■ Items listed in a dataset:
+ + +

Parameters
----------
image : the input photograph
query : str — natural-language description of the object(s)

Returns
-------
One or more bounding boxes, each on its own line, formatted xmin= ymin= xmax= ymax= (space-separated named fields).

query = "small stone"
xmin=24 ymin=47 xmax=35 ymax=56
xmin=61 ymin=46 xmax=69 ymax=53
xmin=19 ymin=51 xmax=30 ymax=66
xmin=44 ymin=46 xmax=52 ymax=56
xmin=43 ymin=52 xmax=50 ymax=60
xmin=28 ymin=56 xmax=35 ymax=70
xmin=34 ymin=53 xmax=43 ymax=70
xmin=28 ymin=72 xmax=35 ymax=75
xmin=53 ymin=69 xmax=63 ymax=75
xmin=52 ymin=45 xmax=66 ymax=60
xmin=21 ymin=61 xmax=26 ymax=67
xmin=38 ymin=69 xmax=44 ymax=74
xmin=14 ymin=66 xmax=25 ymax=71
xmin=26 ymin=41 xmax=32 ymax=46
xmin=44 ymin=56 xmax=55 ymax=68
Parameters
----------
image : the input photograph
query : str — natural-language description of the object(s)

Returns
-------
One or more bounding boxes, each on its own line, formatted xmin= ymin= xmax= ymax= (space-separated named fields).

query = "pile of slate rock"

+ + +

■ SHORT PROBLEM: Turn every line of the material above into a Markdown table with two columns, "No." for the row number and "Text" for the line itself, leaving out blank lines.

■ SOLUTION TO THE EXERCISE:
| No. | Text |
|---|---|
| 1 | Parameters |
| 2 | ---------- |
| 3 | image : the input photograph |
| 4 | query : str — natural-language description of the object(s) |
| 5 | Returns |
| 6 | ------- |
| 7 | One or more bounding boxes, each on its own line, formatted xmin= ymin= xmax= ymax= (space-separated named fields). |
| 8 | query = "small stone" |
| 9 | xmin=24 ymin=47 xmax=35 ymax=56 |
| 10 | xmin=61 ymin=46 xmax=69 ymax=53 |
| 11 | xmin=19 ymin=51 xmax=30 ymax=66 |
| 12 | xmin=44 ymin=46 xmax=52 ymax=56 |
| 13 | xmin=43 ymin=52 xmax=50 ymax=60 |
| 14 | xmin=28 ymin=56 xmax=35 ymax=70 |
| 15 | xmin=34 ymin=53 xmax=43 ymax=70 |
| 16 | xmin=28 ymin=72 xmax=35 ymax=75 |
| 17 | xmin=53 ymin=69 xmax=63 ymax=75 |
| 18 | xmin=52 ymin=45 xmax=66 ymax=60 |
| 19 | xmin=21 ymin=61 xmax=26 ymax=67 |
| 20 | xmin=38 ymin=69 xmax=44 ymax=74 |
| 21 | xmin=14 ymin=66 xmax=25 ymax=71 |
| 22 | xmin=26 ymin=41 xmax=32 ymax=46 |
| 23 | xmin=44 ymin=56 xmax=55 ymax=68 |
| 24 | Parameters |
| 25 | ---------- |
| 26 | image : the input photograph |
| 27 | query : str — natural-language description of the object(s) |
| 28 | Returns |
| 29 | ------- |
| 30 | One or more bounding boxes, each on its own line, formatted xmin= ymin= xmax= ymax= (space-separated named fields). |
| 31 | query = "pile of slate rock" |